▸ LISTE DES TÂCHES:
A. Selon le texte sur le massacre de la place Tienanmen, quel nombre de morts la Croix-Rouge chinoise avait-elle d'abord indiqué ?
B. Extrayez mot pour mot du texte sur le massacre de la place Tienanmen le passage allant de « Lancé par des » à « Xiaoping en 1978. ».

╭─ TEXTE FOURNI

Ce jour marque le
20e anniversaire de la répression armée de la classe ouvrière de
Pékin par le Parti communiste chinois (PCC) stalinien . Alors que les médias
internationaux continuent à décrire le massacre de la place Tienanmen comme une
opération contre une manifestation étudiante, les troupes lourdement armées
s'en prenaient en fait à la montée d'un mouvement révolutionnaire d'ampleur
nationale de la part des travailleurs urbains.
Le bilan officiel
de seulement 241 morts, en comptant les soldats, n'est pas crédible. Le régime
avait d'abord nié qu'aucun civil ait été tué. La Croix-Rouge chinoise avait
indiqué 2600 morts, mais avait retiré ce chiffre sous la pression du
gouvernement.Les analystes indépendants estiment que près de 7000 personnes
sont mortes, mais il se peut que le chiffre réel ne soit jamais connu.
Lancé par des
manifestations étudiantes en faveur de réformes démocratiques au mois d'avril,
ce mouvement de masse se développa rapidement hors du contrôle officiel, la
classe ouvrière mettant en avant ses propres revendications. Au moins 100
millions de personnes dans 400 villes participèrent aux protestations et aux
manifestations sous une forme ou une autre. Aux côtés des ouvriers de
l'industrie et des pauvres des villes, les fonctionnaires de base, les
secrétaires, les enseignants et même la police y participèrent, poussés par
leur ressentiment contre l'inégalité sociale et la corruption bureaucratique
qui avaient fait suite à la conversion à l'économie de marché menée par Deng
Xiaoping en 1978.
Au cours des 20
dernières années, divers politiciens et grandes figures des médias en occident
ont continué à prononcer des déclarations hypocrites contre la suppression de
la « démocratie » par ce régime « communiste » – tous
s'appuient sur l'assimilation éhontée du stalinisme au socialisme.
Le régime maoïste
établi en 1949 n'avait jamais été socialiste ou communiste. Son caractère
anti-prolétarien fut révélé une fois encore en 1989, lorsque l'armée paysanne
du PCC écrasa le mouvement ouvrier dans le sang. Ce massacre établit les
conditions nécessaires pour que la classe ouvrière chinoise soit intégrée, dans
le rôle d'une main-d'œuvre à bas prix, surexploitée, dans le circuit de la
production capitaliste globale.
Les propres
affirmations de Pékin quant à la suppression d'une « rébellion
contre-révolutionnaire » sous tout aussi fausses. Le meurtre des travailleurs
mal armés de Pékin, qui n'avaient que leurs propres corps à opposer aux
40 000 soldats équipés de kalachnikovs, de chars et d'hélicoptères de
combat, constitua une importante publicité à l'adresse des puissances
occidentales : l'appareil militaro-policier stalinien protégerait leurs
investissements contre toute contestation de la classe ouvrière.

╰─
╭─ DONNÉES FOURNIES

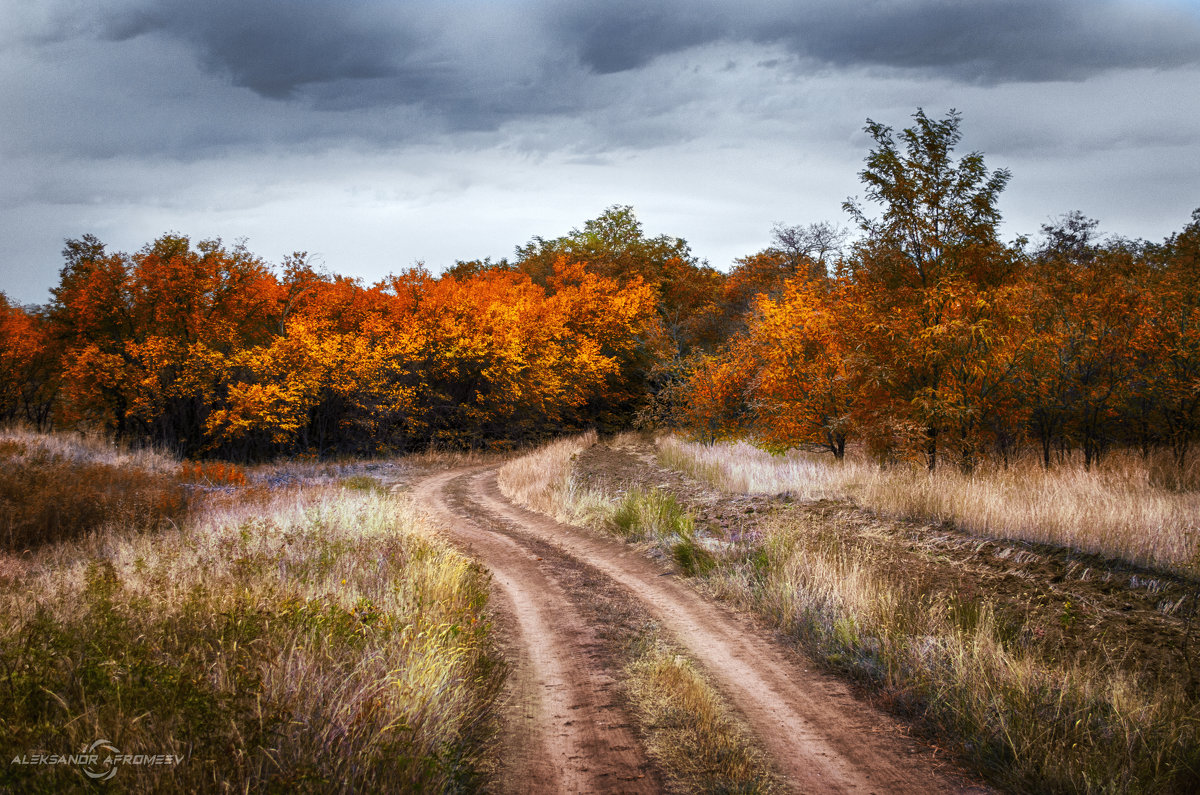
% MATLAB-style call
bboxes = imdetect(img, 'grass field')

╰─

▸ RÉPONSES PAR TÂCHE:
A. 2600 morts.

B.
Lancé par des
manifestations étudiantes en faveur de réformes démocratiques au mois d'avril,
ce mouvement de masse se développa rapidement hors du contrôle officiel, la
classe ouvrière mettant en avant ses propres revendications. Au moins 100
millions de personnes dans 400 villes participèrent aux protestations et aux
manifestations sous une forme ou une autre. Aux côtés des ouvriers de
l'industrie et des pauvres des villes, les fonctionnaires de base, les
secrétaires, les enseignants et même la police y participèrent, poussés par
leur ressentiment contre l'inégalité sociale et la corruption bureaucratique
qui avaient fait suite à la conversion à l'économie de marché menée par Deng
Xiaoping en 1978.